===== Extract =====
J-A25022-22
NON-PRECEDENTIAL DECISION - SEE SUPERIOR COURT I.O.P. 65.37
IN RE: VITO A. PELINO : IN THE SUPERIOR COURT OF
: PENNSYLVANIA
:
APPEAL OF: VITO A. PELINO :
:
:
:
:
: No. 330 WDA 2022
Appeal from the Order Entered March 3, 2022
In the Court of Common Pleas of Greene County Criminal Division at
No(s): CP-30-MD-0000017-2020
BEFORE: KUNSELMAN, J., NICHOLS, J., and McCAFFERY, J.
MEMORANDUM BY NICHOLS, J.: FILED: January 5, 2023
Appellant Vito A. Pelino appeals pro se from the order affirming the
Greene County District Attorney’s disapproval of Appellant’s private criminal
complaint. After careful review, we affirm.
=====
- Exercise a: From the records below, copy again, without any change, the lines between the one holding "query | man in black shirt" and the one holding "<point>75,130</point>", inclusive.
===== Material provided =====
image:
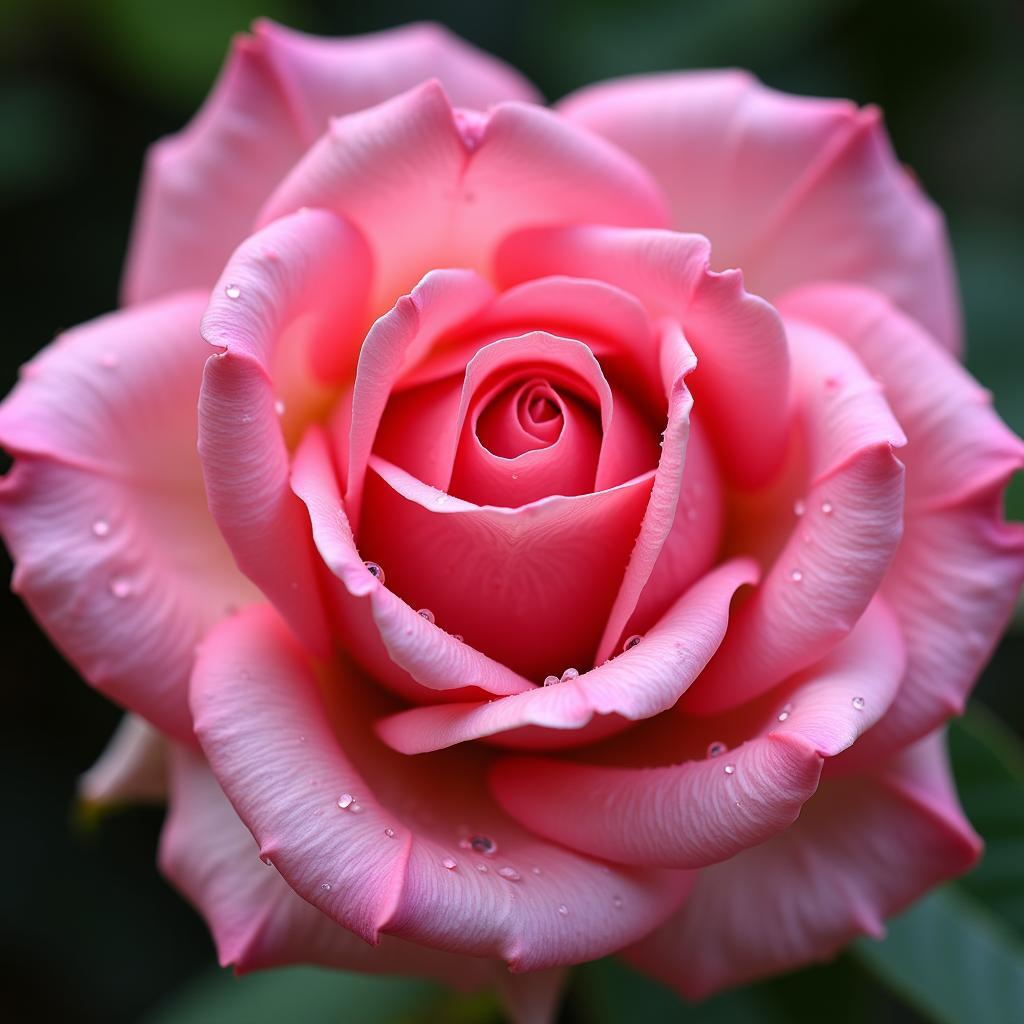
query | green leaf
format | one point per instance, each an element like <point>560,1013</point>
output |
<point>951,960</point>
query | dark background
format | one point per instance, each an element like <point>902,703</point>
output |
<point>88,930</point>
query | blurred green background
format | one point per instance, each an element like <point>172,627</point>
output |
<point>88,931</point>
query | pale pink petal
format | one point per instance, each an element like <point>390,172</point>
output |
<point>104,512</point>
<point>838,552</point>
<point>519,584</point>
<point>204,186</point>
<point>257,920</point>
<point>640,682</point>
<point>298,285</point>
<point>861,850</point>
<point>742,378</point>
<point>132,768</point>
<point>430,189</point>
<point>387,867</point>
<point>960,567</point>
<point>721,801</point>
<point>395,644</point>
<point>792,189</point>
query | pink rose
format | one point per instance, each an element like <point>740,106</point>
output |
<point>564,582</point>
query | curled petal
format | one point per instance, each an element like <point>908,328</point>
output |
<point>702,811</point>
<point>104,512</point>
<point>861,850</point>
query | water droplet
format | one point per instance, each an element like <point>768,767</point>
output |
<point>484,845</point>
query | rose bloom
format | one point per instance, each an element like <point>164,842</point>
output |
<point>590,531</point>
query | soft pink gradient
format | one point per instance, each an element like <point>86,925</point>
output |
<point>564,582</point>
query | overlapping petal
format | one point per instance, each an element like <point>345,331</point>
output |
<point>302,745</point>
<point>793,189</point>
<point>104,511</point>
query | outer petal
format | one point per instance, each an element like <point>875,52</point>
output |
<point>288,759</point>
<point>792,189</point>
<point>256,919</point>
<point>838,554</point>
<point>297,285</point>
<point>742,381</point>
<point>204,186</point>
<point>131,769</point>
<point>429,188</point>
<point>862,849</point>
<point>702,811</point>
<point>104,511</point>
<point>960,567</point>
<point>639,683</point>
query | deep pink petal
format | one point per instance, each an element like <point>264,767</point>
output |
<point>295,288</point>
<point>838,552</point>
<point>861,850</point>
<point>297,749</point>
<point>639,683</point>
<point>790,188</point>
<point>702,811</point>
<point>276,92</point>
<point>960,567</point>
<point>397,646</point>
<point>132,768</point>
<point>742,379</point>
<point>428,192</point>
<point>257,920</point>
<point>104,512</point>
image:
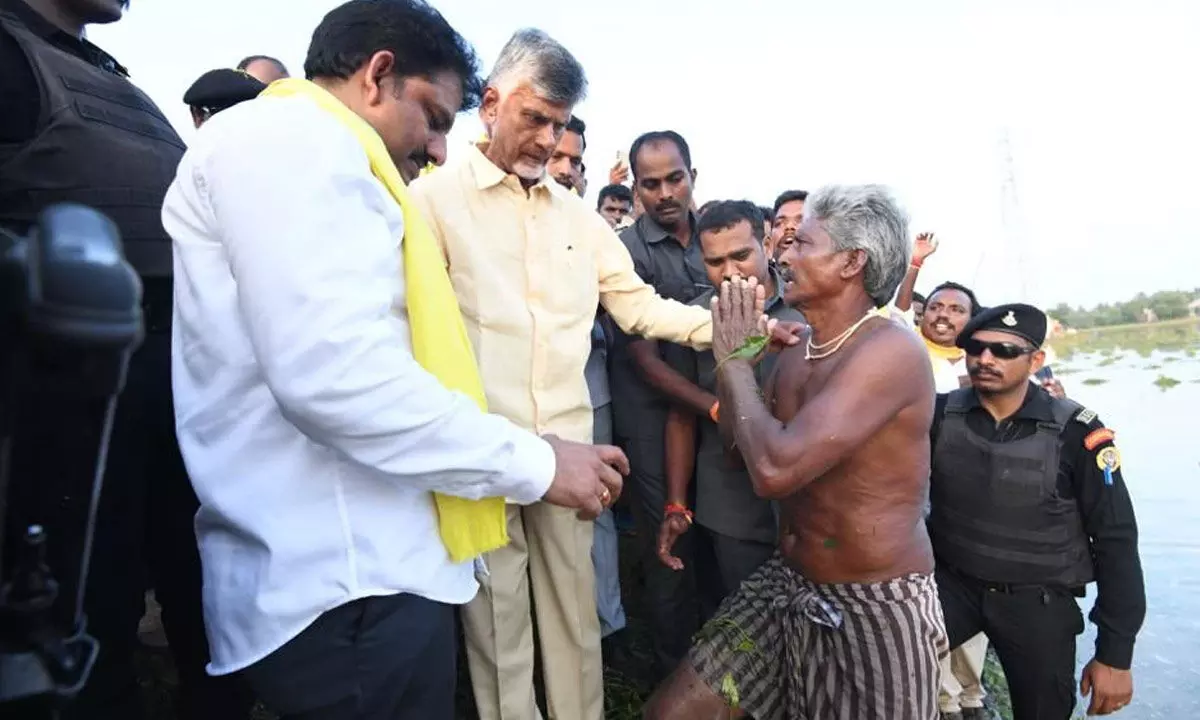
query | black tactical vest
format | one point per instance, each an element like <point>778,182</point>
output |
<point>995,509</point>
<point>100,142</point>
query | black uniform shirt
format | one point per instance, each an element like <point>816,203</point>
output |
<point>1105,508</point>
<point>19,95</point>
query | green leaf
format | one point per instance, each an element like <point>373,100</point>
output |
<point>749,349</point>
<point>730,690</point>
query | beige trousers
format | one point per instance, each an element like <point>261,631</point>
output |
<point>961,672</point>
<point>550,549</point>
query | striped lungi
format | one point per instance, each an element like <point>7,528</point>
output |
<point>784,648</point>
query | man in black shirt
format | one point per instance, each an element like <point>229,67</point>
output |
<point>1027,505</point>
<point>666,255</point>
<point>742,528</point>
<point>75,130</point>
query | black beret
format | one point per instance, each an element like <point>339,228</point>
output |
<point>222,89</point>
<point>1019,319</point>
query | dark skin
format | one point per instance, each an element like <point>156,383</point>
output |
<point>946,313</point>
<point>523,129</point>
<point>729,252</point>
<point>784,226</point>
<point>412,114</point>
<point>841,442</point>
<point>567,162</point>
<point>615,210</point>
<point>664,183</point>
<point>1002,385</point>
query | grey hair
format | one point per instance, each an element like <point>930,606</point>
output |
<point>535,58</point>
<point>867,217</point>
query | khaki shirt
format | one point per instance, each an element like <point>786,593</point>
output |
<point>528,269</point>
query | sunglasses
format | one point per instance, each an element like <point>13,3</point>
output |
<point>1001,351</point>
=====
===== Material provided =====
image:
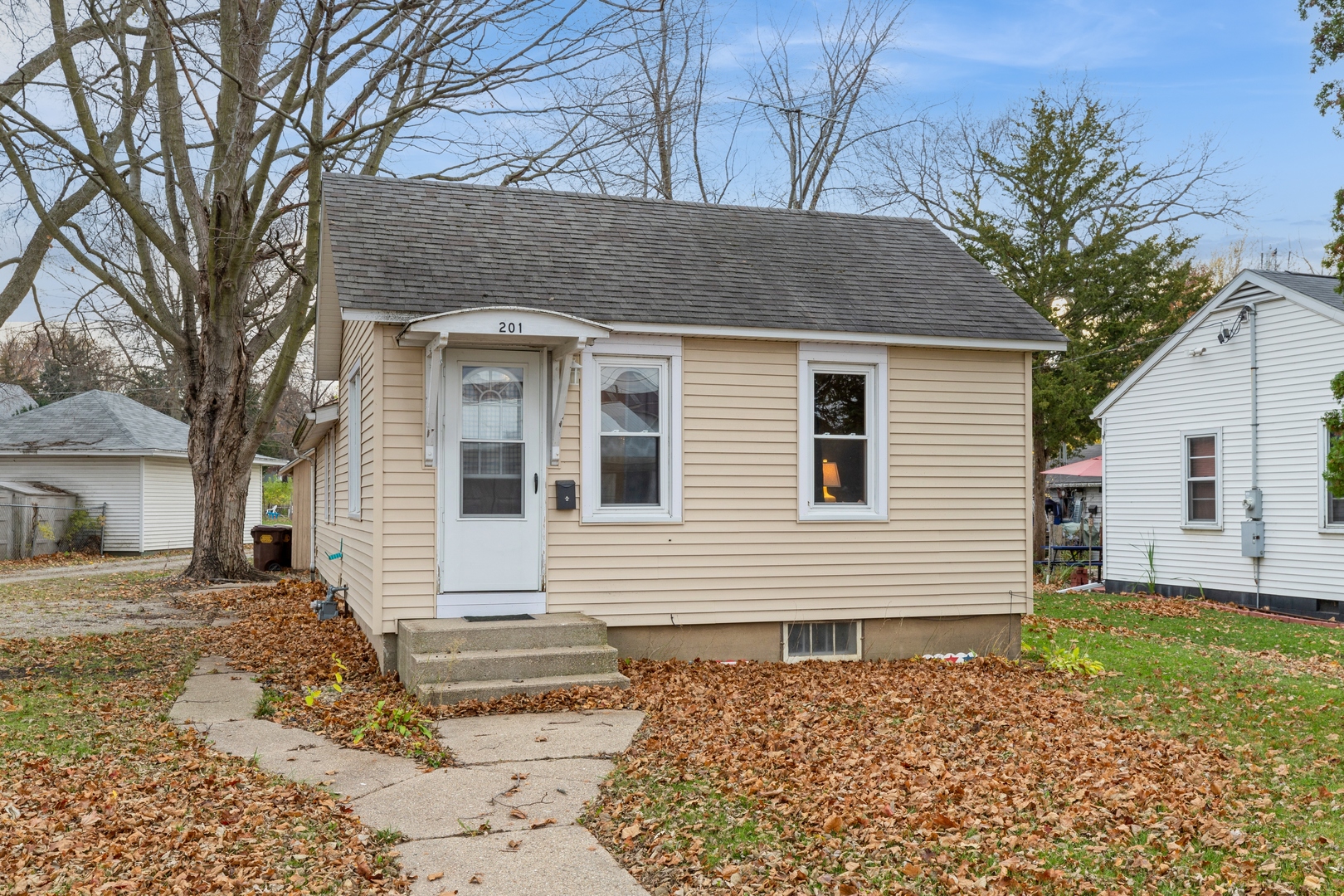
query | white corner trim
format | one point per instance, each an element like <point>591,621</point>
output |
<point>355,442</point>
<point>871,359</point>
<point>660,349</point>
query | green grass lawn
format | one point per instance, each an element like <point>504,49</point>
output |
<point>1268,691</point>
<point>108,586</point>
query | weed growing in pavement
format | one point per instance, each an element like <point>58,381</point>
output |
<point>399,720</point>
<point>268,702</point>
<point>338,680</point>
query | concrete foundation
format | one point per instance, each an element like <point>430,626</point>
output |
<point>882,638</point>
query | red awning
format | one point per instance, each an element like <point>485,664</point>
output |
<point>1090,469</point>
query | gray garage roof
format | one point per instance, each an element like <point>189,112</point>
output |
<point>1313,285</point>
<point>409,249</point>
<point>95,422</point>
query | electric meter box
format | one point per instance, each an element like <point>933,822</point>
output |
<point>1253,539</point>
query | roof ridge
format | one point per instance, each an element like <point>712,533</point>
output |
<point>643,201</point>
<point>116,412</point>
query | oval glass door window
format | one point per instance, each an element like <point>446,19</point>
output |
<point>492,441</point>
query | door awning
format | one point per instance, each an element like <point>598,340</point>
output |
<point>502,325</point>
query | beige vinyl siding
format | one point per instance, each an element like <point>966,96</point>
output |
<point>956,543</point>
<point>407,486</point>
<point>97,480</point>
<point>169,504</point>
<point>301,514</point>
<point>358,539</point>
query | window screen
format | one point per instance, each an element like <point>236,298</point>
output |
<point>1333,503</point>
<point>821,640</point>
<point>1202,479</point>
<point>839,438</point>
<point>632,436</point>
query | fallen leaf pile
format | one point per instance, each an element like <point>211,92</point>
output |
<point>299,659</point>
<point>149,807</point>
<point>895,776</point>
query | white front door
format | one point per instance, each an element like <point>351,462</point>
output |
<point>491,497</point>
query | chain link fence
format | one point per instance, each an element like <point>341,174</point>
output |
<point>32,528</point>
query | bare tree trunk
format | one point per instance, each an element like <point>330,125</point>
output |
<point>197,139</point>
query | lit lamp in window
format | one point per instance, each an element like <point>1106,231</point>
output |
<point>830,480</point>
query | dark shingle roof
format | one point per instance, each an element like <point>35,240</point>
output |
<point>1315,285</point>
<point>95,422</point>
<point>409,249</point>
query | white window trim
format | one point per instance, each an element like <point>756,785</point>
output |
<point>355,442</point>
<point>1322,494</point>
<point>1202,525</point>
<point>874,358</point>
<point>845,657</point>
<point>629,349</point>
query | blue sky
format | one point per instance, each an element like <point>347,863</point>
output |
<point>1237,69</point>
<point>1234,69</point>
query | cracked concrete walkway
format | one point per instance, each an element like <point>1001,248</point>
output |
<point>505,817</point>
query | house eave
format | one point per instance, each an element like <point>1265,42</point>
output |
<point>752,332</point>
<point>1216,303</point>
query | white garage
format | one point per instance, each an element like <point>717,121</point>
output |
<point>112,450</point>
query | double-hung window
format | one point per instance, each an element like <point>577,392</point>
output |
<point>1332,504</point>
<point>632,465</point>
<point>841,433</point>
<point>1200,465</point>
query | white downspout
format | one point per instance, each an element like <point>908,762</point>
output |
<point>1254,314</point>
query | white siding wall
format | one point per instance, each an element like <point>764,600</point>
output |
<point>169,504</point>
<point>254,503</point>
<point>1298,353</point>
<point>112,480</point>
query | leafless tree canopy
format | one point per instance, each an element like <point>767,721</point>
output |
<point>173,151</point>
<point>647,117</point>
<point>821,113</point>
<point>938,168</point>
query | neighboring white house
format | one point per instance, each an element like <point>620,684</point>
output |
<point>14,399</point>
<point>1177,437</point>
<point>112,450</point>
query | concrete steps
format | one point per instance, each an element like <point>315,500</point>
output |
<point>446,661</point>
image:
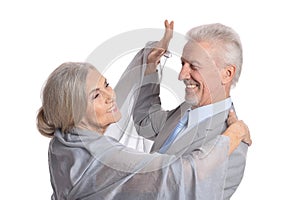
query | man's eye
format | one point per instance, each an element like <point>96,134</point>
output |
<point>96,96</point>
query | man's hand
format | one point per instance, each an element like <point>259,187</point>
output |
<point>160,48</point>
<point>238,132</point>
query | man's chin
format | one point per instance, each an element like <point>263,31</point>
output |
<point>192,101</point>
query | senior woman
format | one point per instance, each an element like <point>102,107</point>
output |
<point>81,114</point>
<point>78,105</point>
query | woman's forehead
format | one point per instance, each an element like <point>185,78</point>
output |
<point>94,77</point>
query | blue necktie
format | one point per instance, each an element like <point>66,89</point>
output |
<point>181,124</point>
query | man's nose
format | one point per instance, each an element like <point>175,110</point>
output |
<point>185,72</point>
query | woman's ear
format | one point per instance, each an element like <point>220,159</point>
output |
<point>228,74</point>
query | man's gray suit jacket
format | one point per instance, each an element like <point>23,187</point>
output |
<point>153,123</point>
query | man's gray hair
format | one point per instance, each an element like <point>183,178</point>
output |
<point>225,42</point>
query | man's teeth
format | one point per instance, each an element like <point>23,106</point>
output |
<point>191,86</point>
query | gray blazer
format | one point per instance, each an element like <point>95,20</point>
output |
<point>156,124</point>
=====
===== Material provided =====
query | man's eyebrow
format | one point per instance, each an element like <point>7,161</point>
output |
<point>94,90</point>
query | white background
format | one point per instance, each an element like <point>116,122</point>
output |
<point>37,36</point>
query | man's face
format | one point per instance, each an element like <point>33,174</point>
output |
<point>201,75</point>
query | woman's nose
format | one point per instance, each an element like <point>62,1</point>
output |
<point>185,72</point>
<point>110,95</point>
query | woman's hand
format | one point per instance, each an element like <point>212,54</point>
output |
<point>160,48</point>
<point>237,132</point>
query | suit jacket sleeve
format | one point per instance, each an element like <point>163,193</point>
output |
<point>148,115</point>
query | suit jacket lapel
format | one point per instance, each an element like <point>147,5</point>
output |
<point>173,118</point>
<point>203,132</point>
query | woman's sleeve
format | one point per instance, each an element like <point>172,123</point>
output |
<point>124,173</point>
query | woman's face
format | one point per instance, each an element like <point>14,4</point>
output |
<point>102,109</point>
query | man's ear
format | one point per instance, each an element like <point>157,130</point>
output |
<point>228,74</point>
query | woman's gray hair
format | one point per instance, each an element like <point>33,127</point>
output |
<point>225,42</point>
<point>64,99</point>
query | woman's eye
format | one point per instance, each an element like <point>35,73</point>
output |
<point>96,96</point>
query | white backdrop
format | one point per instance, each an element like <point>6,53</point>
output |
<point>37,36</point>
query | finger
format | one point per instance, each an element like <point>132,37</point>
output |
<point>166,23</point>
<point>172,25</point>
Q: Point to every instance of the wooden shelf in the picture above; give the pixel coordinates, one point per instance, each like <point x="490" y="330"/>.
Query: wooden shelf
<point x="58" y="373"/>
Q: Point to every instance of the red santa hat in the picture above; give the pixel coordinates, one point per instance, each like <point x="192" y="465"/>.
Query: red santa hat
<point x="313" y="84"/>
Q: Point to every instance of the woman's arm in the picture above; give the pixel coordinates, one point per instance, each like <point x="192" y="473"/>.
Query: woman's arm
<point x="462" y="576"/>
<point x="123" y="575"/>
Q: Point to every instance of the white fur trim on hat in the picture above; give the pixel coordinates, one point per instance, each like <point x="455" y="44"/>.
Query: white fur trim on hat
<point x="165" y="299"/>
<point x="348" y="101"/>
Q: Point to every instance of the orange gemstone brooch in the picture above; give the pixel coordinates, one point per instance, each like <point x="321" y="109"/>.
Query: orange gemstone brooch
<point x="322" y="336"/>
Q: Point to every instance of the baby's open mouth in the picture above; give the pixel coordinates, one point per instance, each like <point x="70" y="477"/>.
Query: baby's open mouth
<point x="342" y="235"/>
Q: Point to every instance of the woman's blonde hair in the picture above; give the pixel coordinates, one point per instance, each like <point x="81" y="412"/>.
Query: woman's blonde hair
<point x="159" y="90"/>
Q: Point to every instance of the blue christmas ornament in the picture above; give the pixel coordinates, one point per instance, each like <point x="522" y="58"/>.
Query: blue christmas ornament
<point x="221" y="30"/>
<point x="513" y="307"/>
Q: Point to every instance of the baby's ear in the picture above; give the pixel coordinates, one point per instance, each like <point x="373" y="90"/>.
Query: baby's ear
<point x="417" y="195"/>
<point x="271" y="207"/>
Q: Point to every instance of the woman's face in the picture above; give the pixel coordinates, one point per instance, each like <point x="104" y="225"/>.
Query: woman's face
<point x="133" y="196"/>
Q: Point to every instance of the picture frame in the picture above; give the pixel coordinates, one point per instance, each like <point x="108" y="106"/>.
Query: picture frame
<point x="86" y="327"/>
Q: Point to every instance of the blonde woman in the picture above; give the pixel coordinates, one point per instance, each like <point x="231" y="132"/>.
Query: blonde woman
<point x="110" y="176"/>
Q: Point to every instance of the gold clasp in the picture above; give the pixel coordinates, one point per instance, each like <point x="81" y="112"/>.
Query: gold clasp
=====
- Exercise b: Translate this sentence from the court memorandum into Spanish: "Appellant Vito A. Pelino appeals pro se from the order affirming the Greene County District Attorney’s disapproval of Appellant’s private criminal complaint."

- Reply a:
query | man in black shirt
format | one point per instance, each an element like <point>229,67</point>
output |
<point>1027,505</point>
<point>666,255</point>
<point>742,528</point>
<point>75,130</point>

- Reply b: El apelante Vito A. Pelino apela pro se de la orden que confirma la desaprobación, por parte del Fiscal de Distrito del Condado de Greene, de la denuncia penal privada del apelante.